● **Aim of the exercise**:
Filter the entries below, copying every line that contains the word "road".

● **Input rows**:
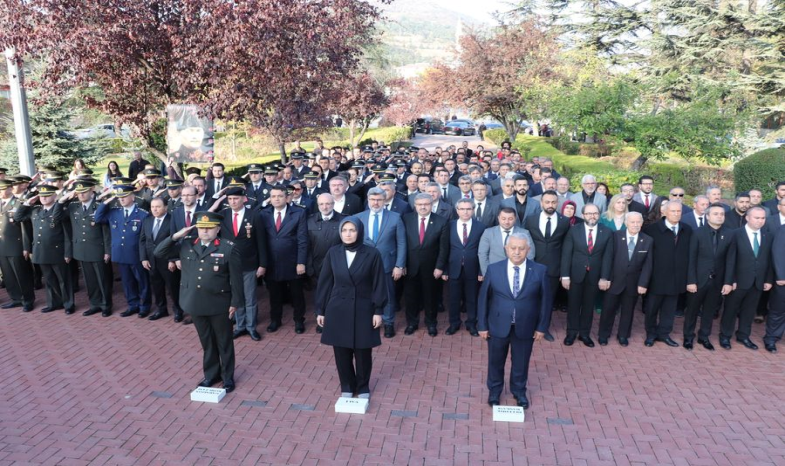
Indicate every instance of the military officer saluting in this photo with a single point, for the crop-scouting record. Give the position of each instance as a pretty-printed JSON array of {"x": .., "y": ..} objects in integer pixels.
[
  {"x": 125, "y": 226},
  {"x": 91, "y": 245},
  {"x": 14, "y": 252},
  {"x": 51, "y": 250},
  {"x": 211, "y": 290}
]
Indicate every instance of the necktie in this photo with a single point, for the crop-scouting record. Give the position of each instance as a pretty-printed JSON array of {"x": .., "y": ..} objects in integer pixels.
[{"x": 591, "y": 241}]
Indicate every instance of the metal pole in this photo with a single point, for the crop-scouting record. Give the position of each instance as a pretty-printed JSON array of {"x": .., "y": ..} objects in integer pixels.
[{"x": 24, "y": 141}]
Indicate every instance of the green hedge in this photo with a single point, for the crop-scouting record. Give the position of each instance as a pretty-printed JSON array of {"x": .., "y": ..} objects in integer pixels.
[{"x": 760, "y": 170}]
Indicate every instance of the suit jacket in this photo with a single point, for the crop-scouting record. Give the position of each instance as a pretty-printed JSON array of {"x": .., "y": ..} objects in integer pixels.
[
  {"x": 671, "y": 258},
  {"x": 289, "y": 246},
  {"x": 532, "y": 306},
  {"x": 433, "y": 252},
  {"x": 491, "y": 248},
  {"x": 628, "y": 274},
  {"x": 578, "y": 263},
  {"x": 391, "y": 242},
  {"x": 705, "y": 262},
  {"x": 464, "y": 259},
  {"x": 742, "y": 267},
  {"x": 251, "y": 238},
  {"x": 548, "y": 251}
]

* * *

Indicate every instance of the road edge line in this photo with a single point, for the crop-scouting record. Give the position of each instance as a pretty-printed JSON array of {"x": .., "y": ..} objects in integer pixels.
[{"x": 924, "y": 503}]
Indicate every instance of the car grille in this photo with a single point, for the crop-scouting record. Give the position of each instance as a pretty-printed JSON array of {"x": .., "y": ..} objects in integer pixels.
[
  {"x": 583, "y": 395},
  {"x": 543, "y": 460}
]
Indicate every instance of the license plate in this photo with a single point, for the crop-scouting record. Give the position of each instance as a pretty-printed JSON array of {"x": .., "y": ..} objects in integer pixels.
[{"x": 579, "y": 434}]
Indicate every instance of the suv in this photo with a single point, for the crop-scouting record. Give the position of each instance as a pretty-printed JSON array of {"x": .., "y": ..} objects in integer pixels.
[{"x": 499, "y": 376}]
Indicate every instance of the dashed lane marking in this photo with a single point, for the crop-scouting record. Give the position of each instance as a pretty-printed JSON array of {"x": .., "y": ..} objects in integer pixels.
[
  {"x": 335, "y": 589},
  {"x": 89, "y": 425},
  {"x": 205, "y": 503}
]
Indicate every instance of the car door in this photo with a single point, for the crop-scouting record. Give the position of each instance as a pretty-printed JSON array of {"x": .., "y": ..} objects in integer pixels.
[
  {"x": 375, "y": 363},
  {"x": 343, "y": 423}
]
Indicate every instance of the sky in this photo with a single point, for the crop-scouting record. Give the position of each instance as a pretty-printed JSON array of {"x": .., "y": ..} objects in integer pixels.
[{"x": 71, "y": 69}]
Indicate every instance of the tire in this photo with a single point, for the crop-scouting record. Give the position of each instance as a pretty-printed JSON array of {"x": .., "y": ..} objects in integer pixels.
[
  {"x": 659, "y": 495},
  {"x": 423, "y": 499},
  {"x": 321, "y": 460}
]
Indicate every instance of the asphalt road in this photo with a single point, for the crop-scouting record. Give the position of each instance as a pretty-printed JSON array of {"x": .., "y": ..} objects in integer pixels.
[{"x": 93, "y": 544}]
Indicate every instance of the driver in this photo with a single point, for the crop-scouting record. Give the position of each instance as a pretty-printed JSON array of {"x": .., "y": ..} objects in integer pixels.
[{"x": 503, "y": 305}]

● **Result of this task**:
Indicate every instance of the road edge line in this photo with a single point, for the crop-scouting record. Give the position of each instance as a pretty-printed JSON array of {"x": .., "y": ..} objects in integer pixels.
Indicate every instance of the asphalt road in this photo with a single point, for the crop-scouting record. Give the position of each instance as a pretty-printed JSON array of {"x": .., "y": ..} objects in integer pixels.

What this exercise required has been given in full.